- [Goals]:
a: Copy the ABCya article word for word, from "- Key people: Lisa" up to and including "State Standards Initiative.".
b: Check each statement against the ABCya article. Answer yes or no, and quote the words from the article that decide it.
(i) The games on the site are sorted by grade, from pre-kindergarten to Sixth grade.
(ii) Lisa Tortolani founded ABCya.com.
(iii) Before starting the site, Tortolani taught at a private school.
c: Extend the ABCya article, writing on from its last sentence.

ABCya.com, L.L.C.
- Logo since 2018
- Industry: Educational Children Games
- Founded: 2004; 22 years ago
- Founder: Alan Tortolani
- Headquarters: Providence, Rhode Island, U.S.
- Key people: Lisa Tortolani (CEO)
- Parent: IXL Learning
- Website: www.abcya.com

= ABCya =

Educational gaming website

ABCya.com, L.L.C. (also stylized as ABCya!) is an American website that provides educational games and activities for school-aged children. The games on the website are organized into grade levels from pre-kindergarten to Sixth grade, as well as into subject categories such as letters, numbers, and holidays. Many of the games meet standards associated with the Common Core State Standards Initiative.

==History==

ABCya.com was founded in 2004 by Alan Tortolani. A public school teacher, Tortolani created his own activities for his students. Later, he decided to register a domain under ABCya.com. Tortolani chose this particular domain name "ABCya" to make it accessible to children and easy to type into a web browser.

- [Listed records]:
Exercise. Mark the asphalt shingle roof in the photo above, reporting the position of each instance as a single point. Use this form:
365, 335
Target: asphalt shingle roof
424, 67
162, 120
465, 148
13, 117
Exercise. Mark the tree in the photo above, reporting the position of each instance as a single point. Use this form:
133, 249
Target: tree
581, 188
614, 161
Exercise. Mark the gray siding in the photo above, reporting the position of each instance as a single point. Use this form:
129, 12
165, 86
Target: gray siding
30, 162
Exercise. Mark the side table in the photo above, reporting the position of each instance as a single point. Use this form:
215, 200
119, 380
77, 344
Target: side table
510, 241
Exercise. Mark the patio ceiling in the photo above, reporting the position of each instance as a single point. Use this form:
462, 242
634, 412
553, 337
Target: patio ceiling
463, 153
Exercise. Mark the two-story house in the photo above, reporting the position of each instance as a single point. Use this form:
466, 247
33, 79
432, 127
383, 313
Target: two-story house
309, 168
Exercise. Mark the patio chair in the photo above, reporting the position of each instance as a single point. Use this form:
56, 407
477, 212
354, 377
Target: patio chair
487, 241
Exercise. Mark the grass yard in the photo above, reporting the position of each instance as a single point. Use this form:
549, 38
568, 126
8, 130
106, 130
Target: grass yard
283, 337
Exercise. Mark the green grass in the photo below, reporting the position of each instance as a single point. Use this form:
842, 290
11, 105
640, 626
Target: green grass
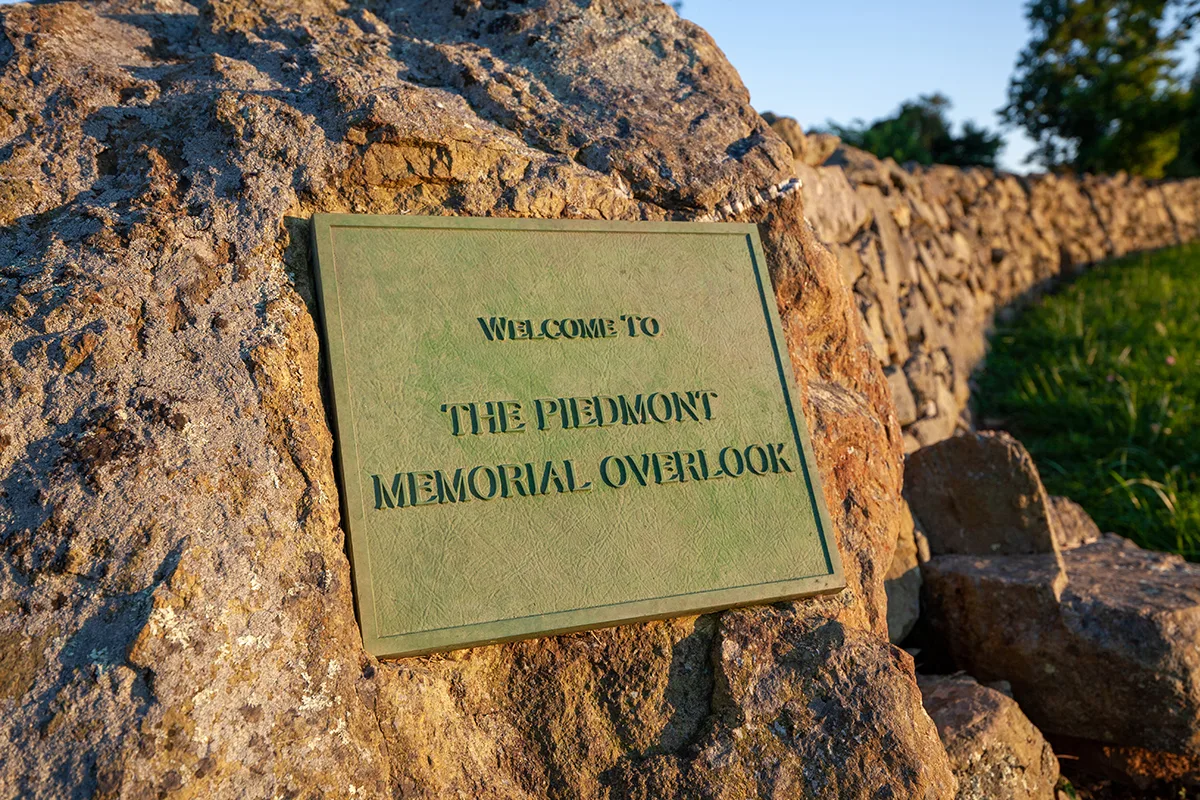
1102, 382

- [Written responses]:
a:
- Key people: Lisa Tortolani (CEO)
- Parent: IXL Learning
- Website: www.abcya.com

= ABCya =

Educational gaming website

ABCya.com, L.L.C. (also stylized as ABCya!) is an American website that provides educational games and activities for school-aged children. The games on the website are organized into grade levels from pre-kindergarten to Sixth grade, as well as into subject categories such as letters, numbers, and holidays. Many of the games meet standards associated with the Common Core State Standards Initiative.

b:
(i) Yes: "organized into grade levels from pre-kindergarten to Sixth grade"
(ii) No: "ABCya.com was founded in 2004 by Alan Tortolani."
(iii) No: "A public school teacher"

c:
In April 2020, Lisa Tortolani took over as chief executive officer.

The company was acquired by IXL Learning in 2021.

== Works ==

ABCya.com has developed and published many apps for iPhone and iPad including:

=== Math Bingo ===
Math Bingo allows adults to practice their math facts by answering simple math questions and selecting the correct answer in the bingo grid. It has been featured in The New York Times, O'Reilly Media’s Best iPads Apps book, Scholastic Parent & Child, Disney Family Fun Magazine, 2014 Apps for iPad & iPhone, and iPhone App Directory.

=== Create a Car ===
"Create a Car" allows children to use their imagination to create a car. This app has been featured in 101 Top iPad Apps for Kids: Educational & Fun, The 2011 iPad Handbook, and iPad for Beginners.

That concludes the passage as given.